Description of the task → Copy each line of the records exactly, stopping only after the line that contains "negative clicks: (96, 48)" has been written, and leave pictures out.

Items from a data source
=-=-=-=-=
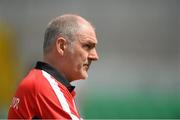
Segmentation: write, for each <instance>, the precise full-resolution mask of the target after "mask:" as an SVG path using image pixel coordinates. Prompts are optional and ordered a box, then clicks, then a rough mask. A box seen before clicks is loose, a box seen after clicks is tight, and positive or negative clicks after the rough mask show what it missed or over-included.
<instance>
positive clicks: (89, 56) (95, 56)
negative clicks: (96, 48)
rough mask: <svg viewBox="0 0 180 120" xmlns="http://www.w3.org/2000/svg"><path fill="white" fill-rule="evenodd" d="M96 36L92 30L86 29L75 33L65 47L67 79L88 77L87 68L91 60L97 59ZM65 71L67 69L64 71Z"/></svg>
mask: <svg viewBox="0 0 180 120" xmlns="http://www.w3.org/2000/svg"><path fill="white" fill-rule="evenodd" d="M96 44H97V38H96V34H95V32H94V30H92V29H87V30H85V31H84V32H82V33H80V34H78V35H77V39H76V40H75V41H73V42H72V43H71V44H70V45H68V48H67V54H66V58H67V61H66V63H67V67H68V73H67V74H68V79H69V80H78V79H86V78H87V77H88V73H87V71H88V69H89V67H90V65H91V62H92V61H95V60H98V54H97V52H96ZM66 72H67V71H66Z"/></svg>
=-=-=-=-=
Task response →
Segmentation: write, for each <instance>, the precise full-resolution mask of the target after "mask:" as an SVG path using image pixel coordinates. Prompts are optional and ordered a box, then clicks, then a rough mask. A box seen before clicks is loose, a box seen after clicks is tight, and positive or negative clicks after the rough mask show what it missed or over-included.
<instance>
positive clicks: (89, 56) (95, 56)
negative clicks: (96, 48)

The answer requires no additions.